EXERCISE DATA:
- Opening Delimiter -
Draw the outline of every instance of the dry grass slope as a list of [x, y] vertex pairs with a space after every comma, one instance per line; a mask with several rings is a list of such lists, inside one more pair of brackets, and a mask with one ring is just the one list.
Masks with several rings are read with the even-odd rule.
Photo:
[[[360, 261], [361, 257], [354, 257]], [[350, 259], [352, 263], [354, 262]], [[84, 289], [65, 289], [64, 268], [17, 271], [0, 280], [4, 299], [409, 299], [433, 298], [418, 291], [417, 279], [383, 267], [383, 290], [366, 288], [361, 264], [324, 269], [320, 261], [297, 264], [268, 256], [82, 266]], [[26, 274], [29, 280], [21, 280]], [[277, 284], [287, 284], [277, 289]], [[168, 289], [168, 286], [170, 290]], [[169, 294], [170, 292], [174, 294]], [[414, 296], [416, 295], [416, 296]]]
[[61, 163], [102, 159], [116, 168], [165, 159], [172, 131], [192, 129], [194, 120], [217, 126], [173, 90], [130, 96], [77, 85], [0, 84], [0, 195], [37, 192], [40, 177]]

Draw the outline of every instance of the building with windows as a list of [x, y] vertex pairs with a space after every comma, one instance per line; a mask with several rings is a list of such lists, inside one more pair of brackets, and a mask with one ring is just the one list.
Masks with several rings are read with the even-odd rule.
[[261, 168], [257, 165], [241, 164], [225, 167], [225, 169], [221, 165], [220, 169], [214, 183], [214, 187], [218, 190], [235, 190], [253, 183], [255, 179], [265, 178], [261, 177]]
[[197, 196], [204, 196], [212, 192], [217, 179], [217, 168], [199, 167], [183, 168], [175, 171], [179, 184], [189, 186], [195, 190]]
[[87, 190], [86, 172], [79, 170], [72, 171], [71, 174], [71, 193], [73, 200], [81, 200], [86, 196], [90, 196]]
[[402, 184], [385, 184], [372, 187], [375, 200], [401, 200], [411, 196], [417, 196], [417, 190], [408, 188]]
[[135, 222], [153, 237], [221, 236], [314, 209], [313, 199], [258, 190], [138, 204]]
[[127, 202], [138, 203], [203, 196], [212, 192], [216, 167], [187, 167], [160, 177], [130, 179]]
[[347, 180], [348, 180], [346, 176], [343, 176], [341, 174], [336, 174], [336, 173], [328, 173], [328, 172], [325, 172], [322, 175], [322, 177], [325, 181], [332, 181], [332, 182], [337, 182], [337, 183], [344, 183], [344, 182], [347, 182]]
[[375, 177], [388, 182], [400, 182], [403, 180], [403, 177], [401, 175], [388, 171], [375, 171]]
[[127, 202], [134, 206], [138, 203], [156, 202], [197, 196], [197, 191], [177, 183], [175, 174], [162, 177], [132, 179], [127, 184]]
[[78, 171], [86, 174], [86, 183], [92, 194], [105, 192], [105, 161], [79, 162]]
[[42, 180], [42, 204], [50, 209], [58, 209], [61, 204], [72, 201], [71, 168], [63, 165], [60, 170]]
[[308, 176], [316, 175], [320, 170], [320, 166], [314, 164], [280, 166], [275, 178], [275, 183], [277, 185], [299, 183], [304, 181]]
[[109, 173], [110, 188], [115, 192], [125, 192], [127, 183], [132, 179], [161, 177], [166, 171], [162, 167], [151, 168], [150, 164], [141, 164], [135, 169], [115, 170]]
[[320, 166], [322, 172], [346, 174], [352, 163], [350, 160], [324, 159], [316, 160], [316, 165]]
- Closing Delimiter -
WORK INSTRUCTION: Quote the whole listing above, leaving nothing out.

COMPLETED TASK:
Draw the outline of every instance of the dry grass slope as a list of [x, y] vertex pairs with a space after every comma, one instance per line; a mask with several rings is a list of such lists, inside one more pair of brackets, and a mask with one ring is just the one list.
Masks with several rings are read with the even-odd rule.
Photo:
[[[360, 261], [361, 257], [354, 257]], [[350, 259], [352, 263], [354, 262]], [[84, 289], [65, 289], [64, 268], [17, 271], [0, 280], [4, 299], [409, 299], [433, 298], [418, 291], [417, 279], [383, 267], [383, 290], [366, 288], [361, 264], [324, 269], [320, 261], [297, 264], [268, 256], [82, 266]], [[26, 274], [29, 280], [21, 280]], [[277, 284], [287, 284], [277, 289]], [[168, 289], [168, 286], [170, 290]], [[169, 294], [170, 292], [174, 294]], [[414, 296], [416, 295], [416, 296]]]
[[61, 163], [102, 159], [116, 168], [165, 159], [172, 131], [192, 129], [194, 120], [217, 126], [173, 90], [130, 96], [77, 85], [0, 84], [0, 195], [37, 192], [40, 177]]

Draw the outline of every instance of the building with windows as a list of [x, y] vertex pairs with a space after every comma, one instance per line; a mask with several rings is a list of such lists, inside one more pair of brackets, and a mask with one ring is just the one list.
Masks with several rings are read with the even-odd rule.
[[261, 168], [257, 165], [241, 164], [225, 167], [225, 169], [221, 165], [220, 169], [214, 183], [214, 187], [218, 190], [235, 190], [253, 183], [255, 179], [265, 178], [261, 177]]
[[197, 196], [204, 196], [212, 192], [217, 179], [217, 168], [199, 167], [183, 168], [175, 171], [179, 184], [189, 186], [195, 190]]
[[87, 190], [86, 172], [79, 170], [72, 171], [71, 174], [71, 193], [73, 200], [81, 200], [86, 196], [90, 196]]
[[402, 184], [385, 184], [372, 187], [375, 200], [401, 200], [411, 196], [417, 196], [417, 190], [408, 188]]
[[135, 222], [153, 237], [221, 236], [314, 209], [313, 199], [258, 190], [138, 204]]
[[127, 202], [138, 203], [203, 196], [212, 192], [216, 167], [187, 167], [160, 177], [130, 179]]
[[347, 180], [348, 180], [346, 176], [343, 176], [341, 174], [336, 174], [336, 173], [328, 173], [328, 172], [325, 172], [322, 175], [322, 177], [325, 181], [332, 181], [332, 182], [337, 182], [337, 183], [344, 183], [344, 182], [347, 182]]
[[375, 177], [388, 182], [400, 182], [403, 180], [403, 177], [401, 175], [388, 171], [375, 171]]
[[127, 202], [134, 206], [138, 203], [156, 202], [197, 196], [197, 191], [177, 183], [175, 174], [162, 177], [132, 179], [127, 184]]
[[78, 171], [86, 174], [86, 183], [92, 194], [105, 192], [105, 161], [79, 162]]
[[42, 180], [42, 204], [50, 209], [58, 209], [61, 204], [72, 201], [71, 168], [63, 165], [60, 170]]
[[308, 176], [316, 175], [320, 170], [320, 166], [314, 164], [280, 166], [275, 178], [275, 183], [277, 185], [299, 183], [304, 181]]
[[109, 173], [110, 188], [115, 192], [125, 192], [127, 183], [132, 179], [161, 177], [166, 171], [162, 167], [151, 168], [150, 164], [141, 164], [135, 169], [115, 170]]
[[320, 166], [322, 172], [346, 174], [352, 163], [350, 160], [324, 159], [316, 160], [316, 165]]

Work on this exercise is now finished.